▸ **Bereitgestellter Text**
Der VfB-Profi Shinji Okazaki ist für ein Benefizspiel zugunsten der Opfer der Erdbeben- und Atomreaktorkatastrophe nach Japan gereist.

Sport: Heiko Hinrichsen (hh)

Stuttgart - Weil rund um den havarierten Atommeiler längst ein 20 Kilometer breiter Sperrgürtel errichtet worden ist, müssen die Kinder aus der japanischen Stadt Fukushima auf andere Fußballplätze in der gleichnamigen Präfektur ausweichen. Aber der Ball rollt. Das haben die Nachwuchskicker aus dem Norden des Kaiserreichs dem VfB-Stürmer Shinji Okazaki auf der Gästeseite seines Internettagebuchs mitgeteilt, das im Fachjargon Blog genannt wird.

 

"Ich bin nur ein Fußballer. Das Einzige, das ich für meine Landsleute tun kann, ist gut zu spielen, um auch den Fans zu Hause in Japan Kraft zu geben", sagt Shinji Okazaki, der eine halbe Stunde vor der Abschlusseinheit am Tag vor dem Bremen-Spiel in schwarzen Trainingsklamotten im Besprechungsraum des VfB sitzt. Erst am späten Mittwochabend ist Okazaki von seiner Reise in die Heimat zurückgekehrt, wo er mit dem Nationalteam in Osaka ein Benefizspiel gegen eine Auswahl der japanischen J-League zugunsten der Opfer der Erdbeben-, Tsunami- und Atomreaktorkatastrophe bestritten hat.

Japanische Journalisten reisen nach

"Es gibt in Japan zurzeit so viele schlechte Nachrichten, dass wir Spieler alle froh waren, einmal positive Schlagzeilen machen zu können", erzählt Okazaki, der beim 2:1-Sieg der Nationalelf ein Tor besteuern konnte. Den Treffer zum 2:0 erzielte der 1,74 Meter kleine Angreifer mit einem technisch-feinen Heber über den gegnerischen Torhüter.

"Ich hoffe, dass ich auch bald mein erstes Tor für den VfB erziele", sagt Okazaki, "die Fans in der Heimat warten ebenfalls darauf." Wie groß die Popularität der Fußball-Nationalspieler in Japan ist, lässt sich von Deutschland aus nur erahnen. Doch allein zu seinen Bundesligaauftritten reisen Okazaki stets fünf bis zehn japanische Journalisten nach. Als der 24-Jährige beim VfB vorgestellt wurden, übertrugen allein fünf Fernsehteams seinen ersten Auftritt nach Nippon.

▸ **Gespeicherte Daten**
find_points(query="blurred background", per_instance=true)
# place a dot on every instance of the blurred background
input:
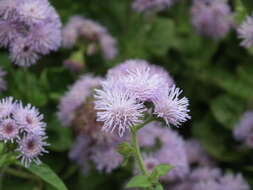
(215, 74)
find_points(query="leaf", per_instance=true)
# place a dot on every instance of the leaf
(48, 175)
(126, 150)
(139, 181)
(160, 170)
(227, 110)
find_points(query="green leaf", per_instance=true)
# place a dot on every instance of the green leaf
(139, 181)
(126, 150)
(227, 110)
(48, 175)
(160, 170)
---
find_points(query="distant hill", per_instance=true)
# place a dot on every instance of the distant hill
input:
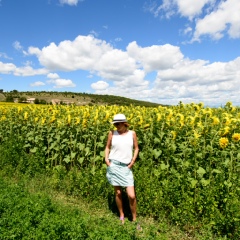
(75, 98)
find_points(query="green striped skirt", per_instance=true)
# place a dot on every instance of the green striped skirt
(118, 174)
* * *
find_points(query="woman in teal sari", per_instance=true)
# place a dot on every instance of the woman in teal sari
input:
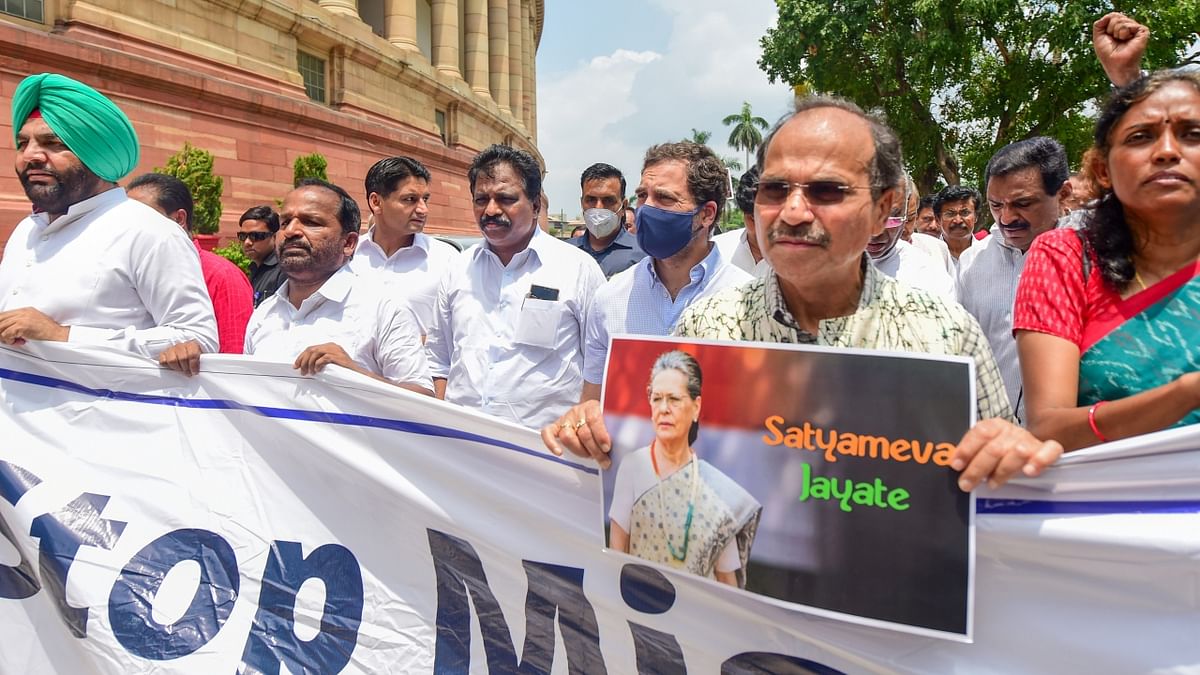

▸ **Auftrag**
Gib aus dem Text über Shinji Okazaki die Stelle von „Sport: Heiko Hinrichsen“ bis „Blog genannt wird.“ unverändert zurück.

▸ **Antwort**
Sport: Heiko Hinrichsen (hh)

Stuttgart - Weil rund um den havarierten Atommeiler längst ein 20 Kilometer breiter Sperrgürtel errichtet worden ist, müssen die Kinder aus der japanischen Stadt Fukushima auf andere Fußballplätze in der gleichnamigen Präfektur ausweichen. Aber der Ball rollt. Das haben die Nachwuchskicker aus dem Norden des Kaiserreichs dem VfB-Stürmer Shinji Okazaki auf der Gästeseite seines Internettagebuchs mitgeteilt, das im Fachjargon Blog genannt wird.